Top of Text provided

A High Court judge has granted an order protecting a three-year-old girl believed to be at risk of female genital mutilation.
The girl was made a ward of court at a family court hearing following a South Yorkshire Police investigation.
The decision also prevents her family from taking the child out of the country or making travel plans.
Det Sgt Suzanne Bluck said: “Female genital mutilation is a form of child abuse and… it will not be tolerated.”
Breaches of the non-molestation order could result in a jail term.
The partial or total removal of external female genitalia is illegal in the UK but the practice occurs in parts of Africa, the Middle East and Asia.
It is illegal to carry out FGM, or to help or enable someone else to carry it out, no matter where in the world the crime takes place.
The Female Genital Mutilation Act 2003 applies to all British residents even if the act happens in a country where FGM is legal.
On Sunday, the Prime Minister announced that laws to stop vulnerable girls being taken to foreign countries for FGM would be imposed before the summer holidays.
Courts will have new powers to force people to give up their passports and travel documents if they are suspected of planning to carry out the barbaric practice.
The FGM ‘protection orders’ will allow the authorities to step in and protect potential victims before they are taken abroad.
A PRACTICE AFFECTING MILLIONS: WHAT IS FEMALE GENITAL MUTILATION?
Female genital mutilation (FGM) is the deliberate removal of all or part of the external female genitalia.
The World Health Organisation describes FGM as any procedure that injures the female genital organs for non-medical reasons. It is also referred to as female circumcision or female cutting.
FGM is mostly carried out on young girls in adolescence but is also carried out during childhood and sometimes on babies.

Bottom of Text provided

- **Assignment A**
List every world region the FGM article names as a place where the practice occurs.
- **Assignment B**
According to the FGM article, which police force carried out the investigation before the family court hearing?

Top of Data to examine

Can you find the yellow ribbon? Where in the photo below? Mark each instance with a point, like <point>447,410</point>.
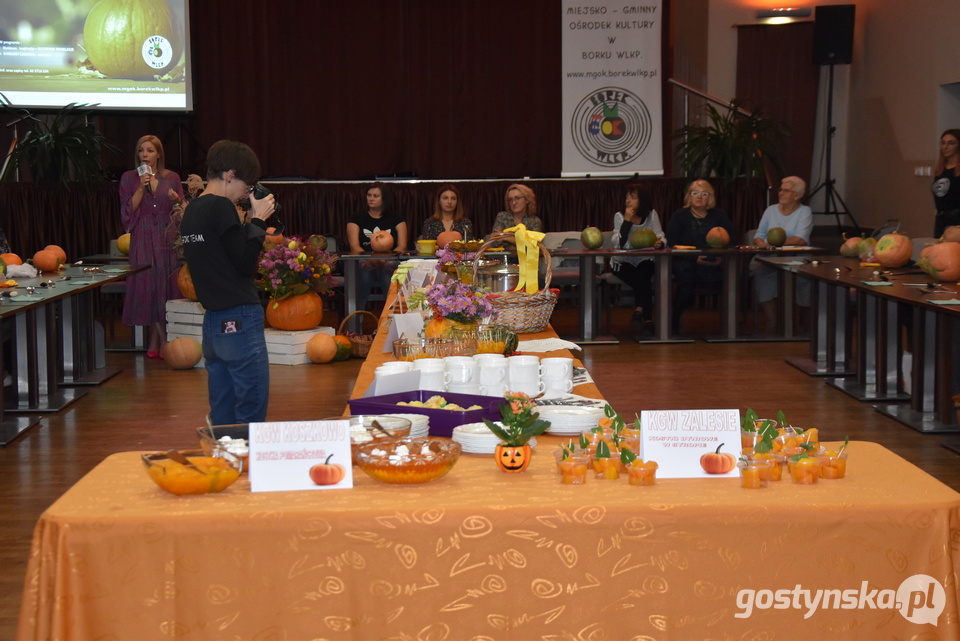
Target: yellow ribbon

Bottom of Data to examine
Top of Data to examine

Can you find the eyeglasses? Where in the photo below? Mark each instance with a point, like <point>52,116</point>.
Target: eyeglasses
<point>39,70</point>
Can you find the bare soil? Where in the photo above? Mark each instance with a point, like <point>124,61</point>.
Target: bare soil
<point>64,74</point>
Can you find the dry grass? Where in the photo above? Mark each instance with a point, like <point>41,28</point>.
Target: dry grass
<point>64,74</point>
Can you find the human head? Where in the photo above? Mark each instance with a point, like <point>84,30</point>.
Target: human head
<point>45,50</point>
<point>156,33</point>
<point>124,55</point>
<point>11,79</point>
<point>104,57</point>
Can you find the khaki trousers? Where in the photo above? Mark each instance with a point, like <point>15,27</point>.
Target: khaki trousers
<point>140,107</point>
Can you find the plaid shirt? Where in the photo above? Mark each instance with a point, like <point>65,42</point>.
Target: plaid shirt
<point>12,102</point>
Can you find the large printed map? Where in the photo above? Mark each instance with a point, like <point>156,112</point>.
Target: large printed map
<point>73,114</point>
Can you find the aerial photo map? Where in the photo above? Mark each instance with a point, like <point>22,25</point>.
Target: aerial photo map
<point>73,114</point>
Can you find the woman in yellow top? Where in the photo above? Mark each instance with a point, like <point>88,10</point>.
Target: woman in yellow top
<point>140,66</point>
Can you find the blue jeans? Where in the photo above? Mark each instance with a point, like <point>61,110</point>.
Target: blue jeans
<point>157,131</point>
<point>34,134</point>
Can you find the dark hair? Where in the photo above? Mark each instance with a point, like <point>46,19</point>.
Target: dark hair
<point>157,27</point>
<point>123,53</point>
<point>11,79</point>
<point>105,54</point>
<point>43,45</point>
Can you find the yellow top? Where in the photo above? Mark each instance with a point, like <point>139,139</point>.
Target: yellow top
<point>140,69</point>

Bottom of Data to examine

- **Worked solution A**
Africa, the Middle East and Asia

- **Worked solution B**
South Yorkshire Police